Goal of the exercise
Collect every line in the records below that contains the string "waterfall", matching case exactly.

..............................

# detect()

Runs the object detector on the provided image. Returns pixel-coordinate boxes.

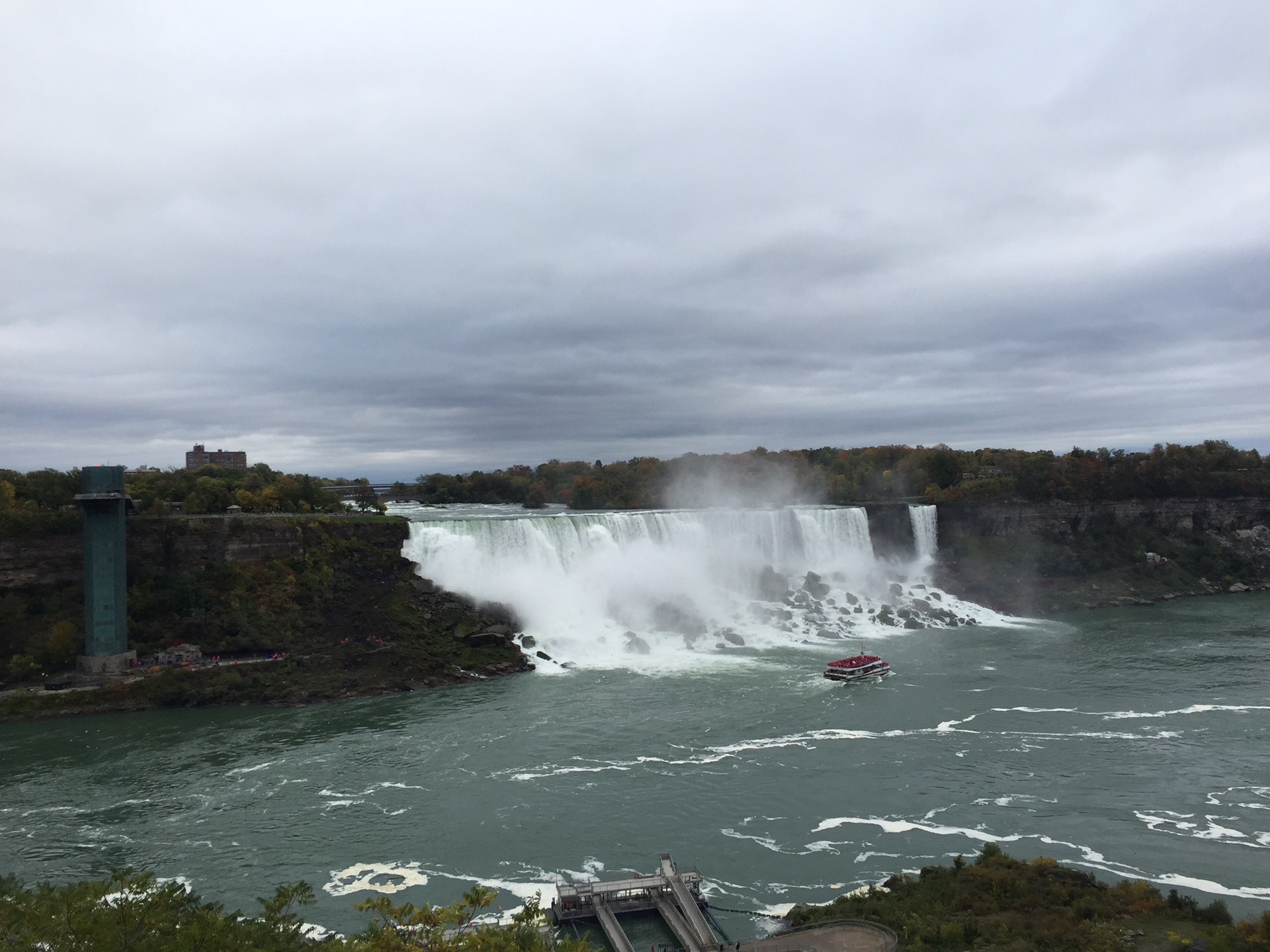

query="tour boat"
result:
[824,645,890,680]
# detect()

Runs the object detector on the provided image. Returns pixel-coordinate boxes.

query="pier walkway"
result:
[551,853,899,952]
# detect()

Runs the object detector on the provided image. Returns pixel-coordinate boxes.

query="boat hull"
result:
[824,664,890,680]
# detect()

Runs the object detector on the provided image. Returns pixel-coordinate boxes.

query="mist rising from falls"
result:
[403,506,999,669]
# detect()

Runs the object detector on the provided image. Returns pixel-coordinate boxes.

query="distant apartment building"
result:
[185,443,246,469]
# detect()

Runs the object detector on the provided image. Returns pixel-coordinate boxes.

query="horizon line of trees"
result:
[0,440,1270,519]
[409,440,1270,509]
[0,463,381,518]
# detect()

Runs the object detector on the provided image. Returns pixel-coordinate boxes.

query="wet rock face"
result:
[802,573,829,598]
[653,602,707,635]
[754,565,788,602]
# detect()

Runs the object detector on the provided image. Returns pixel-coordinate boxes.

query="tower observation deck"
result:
[75,466,136,674]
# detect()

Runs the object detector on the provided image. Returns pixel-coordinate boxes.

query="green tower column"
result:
[75,466,136,674]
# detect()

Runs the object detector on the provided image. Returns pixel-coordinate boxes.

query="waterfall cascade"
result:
[398,506,997,669]
[908,505,940,561]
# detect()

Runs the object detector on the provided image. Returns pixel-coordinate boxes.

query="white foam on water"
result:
[402,506,1019,674]
[323,863,428,896]
[1133,810,1270,849]
[992,705,1270,721]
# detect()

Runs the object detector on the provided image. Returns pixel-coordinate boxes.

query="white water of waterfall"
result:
[908,505,940,561]
[394,506,1002,670]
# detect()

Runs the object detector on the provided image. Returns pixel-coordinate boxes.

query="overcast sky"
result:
[0,0,1270,479]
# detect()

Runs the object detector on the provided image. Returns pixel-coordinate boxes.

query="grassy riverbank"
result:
[0,871,591,952]
[788,843,1270,952]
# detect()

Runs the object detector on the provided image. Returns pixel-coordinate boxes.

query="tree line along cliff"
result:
[0,440,1270,522]
[0,516,531,717]
[392,440,1270,509]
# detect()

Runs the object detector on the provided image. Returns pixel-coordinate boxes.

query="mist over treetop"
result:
[409,440,1270,509]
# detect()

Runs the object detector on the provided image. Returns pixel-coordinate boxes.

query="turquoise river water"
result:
[0,510,1270,938]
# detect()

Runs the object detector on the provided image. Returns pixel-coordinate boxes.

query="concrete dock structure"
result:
[551,853,899,952]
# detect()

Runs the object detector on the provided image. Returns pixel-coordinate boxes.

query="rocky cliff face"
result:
[0,516,532,720]
[936,498,1270,614]
[0,516,319,590]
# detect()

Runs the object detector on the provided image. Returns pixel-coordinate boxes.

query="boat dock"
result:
[551,853,730,952]
[550,853,899,952]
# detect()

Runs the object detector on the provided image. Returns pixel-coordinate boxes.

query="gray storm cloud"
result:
[0,3,1270,477]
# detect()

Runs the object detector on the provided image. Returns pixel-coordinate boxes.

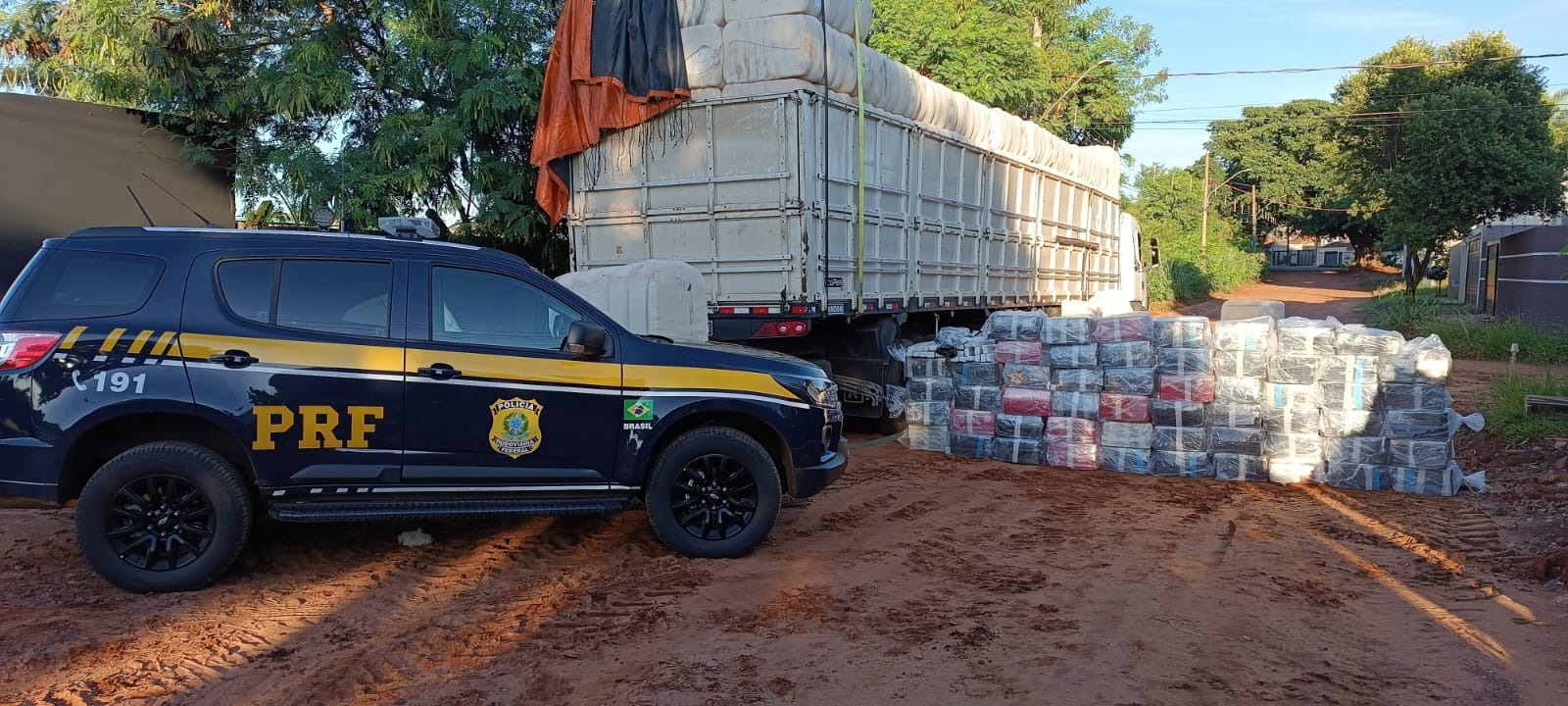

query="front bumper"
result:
[790,437,850,499]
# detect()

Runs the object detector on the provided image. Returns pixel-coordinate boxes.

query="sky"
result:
[1100,0,1568,167]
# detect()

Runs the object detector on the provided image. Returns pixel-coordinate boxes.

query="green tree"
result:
[868,0,1163,146]
[0,0,566,272]
[1335,33,1568,292]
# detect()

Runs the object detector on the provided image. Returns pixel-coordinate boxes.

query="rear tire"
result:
[76,442,256,593]
[648,427,782,559]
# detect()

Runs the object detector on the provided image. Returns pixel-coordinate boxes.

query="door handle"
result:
[418,363,463,379]
[207,350,262,367]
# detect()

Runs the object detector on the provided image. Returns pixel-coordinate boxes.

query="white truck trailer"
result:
[566,89,1147,421]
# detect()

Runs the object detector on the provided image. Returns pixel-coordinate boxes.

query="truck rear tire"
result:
[646,427,784,559]
[76,442,254,593]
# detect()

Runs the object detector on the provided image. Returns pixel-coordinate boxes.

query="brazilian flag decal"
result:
[621,400,654,422]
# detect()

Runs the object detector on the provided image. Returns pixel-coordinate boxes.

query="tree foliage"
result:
[0,0,566,270]
[868,0,1163,146]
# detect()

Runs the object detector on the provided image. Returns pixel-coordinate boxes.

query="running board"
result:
[270,496,632,523]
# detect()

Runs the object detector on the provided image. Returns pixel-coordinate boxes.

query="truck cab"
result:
[0,227,849,591]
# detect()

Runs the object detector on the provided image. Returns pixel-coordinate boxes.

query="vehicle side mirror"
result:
[566,322,610,358]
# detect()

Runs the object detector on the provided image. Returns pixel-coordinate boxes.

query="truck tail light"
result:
[0,331,61,371]
[751,322,810,339]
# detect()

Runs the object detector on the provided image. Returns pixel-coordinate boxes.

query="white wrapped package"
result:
[721,0,872,41]
[680,25,724,89]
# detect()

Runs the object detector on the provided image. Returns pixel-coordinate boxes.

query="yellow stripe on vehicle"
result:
[60,327,88,350]
[127,331,152,356]
[99,328,125,353]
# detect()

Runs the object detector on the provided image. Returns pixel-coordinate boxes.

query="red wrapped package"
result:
[996,340,1043,366]
[1002,387,1051,418]
[1046,444,1100,471]
[1160,375,1213,402]
[1095,312,1154,343]
[1046,418,1100,444]
[952,410,996,436]
[1100,392,1151,422]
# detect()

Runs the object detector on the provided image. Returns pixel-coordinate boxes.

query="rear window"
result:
[6,248,163,322]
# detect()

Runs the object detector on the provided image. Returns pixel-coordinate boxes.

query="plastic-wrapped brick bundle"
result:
[904,402,954,427]
[954,384,1002,413]
[1100,445,1150,474]
[996,340,1045,366]
[1383,335,1453,382]
[1002,387,1051,418]
[1262,405,1323,434]
[1105,367,1155,397]
[1158,375,1213,402]
[905,378,955,402]
[1268,355,1317,384]
[1323,436,1388,463]
[1100,340,1154,367]
[1275,317,1339,356]
[1051,367,1105,392]
[1383,382,1453,411]
[1213,350,1270,378]
[996,414,1046,439]
[1046,444,1100,471]
[951,410,996,436]
[1264,431,1323,458]
[1317,408,1383,436]
[1150,450,1213,479]
[1383,410,1453,441]
[1150,400,1205,427]
[1317,461,1394,489]
[1317,382,1378,411]
[1388,465,1464,497]
[1154,427,1209,452]
[1264,382,1323,406]
[1046,418,1100,444]
[1335,324,1405,358]
[1100,422,1154,449]
[1154,317,1209,348]
[1213,317,1273,350]
[1213,378,1264,405]
[954,363,1002,386]
[1040,317,1095,345]
[1051,392,1100,419]
[1388,439,1453,469]
[1046,343,1100,369]
[904,424,952,453]
[1100,392,1152,422]
[1002,363,1051,389]
[1317,356,1380,384]
[1154,348,1213,377]
[1209,427,1264,457]
[991,437,1046,466]
[986,311,1046,340]
[1209,453,1268,483]
[947,431,993,458]
[1095,312,1154,343]
[1205,402,1264,427]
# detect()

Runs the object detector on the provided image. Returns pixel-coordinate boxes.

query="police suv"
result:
[0,227,849,591]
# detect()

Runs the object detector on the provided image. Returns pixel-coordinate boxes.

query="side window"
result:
[429,267,582,350]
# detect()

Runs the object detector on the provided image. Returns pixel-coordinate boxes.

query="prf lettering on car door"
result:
[251,405,386,450]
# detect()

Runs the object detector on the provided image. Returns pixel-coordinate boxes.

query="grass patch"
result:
[1487,372,1568,444]
[1364,287,1568,367]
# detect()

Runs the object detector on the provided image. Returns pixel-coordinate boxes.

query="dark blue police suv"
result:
[0,227,849,591]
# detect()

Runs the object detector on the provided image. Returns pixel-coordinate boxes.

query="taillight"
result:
[0,331,61,371]
[751,322,810,339]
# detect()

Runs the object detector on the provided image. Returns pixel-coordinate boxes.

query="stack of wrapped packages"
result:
[906,311,1484,496]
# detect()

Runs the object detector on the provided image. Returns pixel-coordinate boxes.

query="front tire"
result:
[648,427,782,559]
[76,442,254,593]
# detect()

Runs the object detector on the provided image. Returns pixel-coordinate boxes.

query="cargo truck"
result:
[566,89,1157,427]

..............................

Exercise output
query="waterfall cascade"
query="white water of waterfall"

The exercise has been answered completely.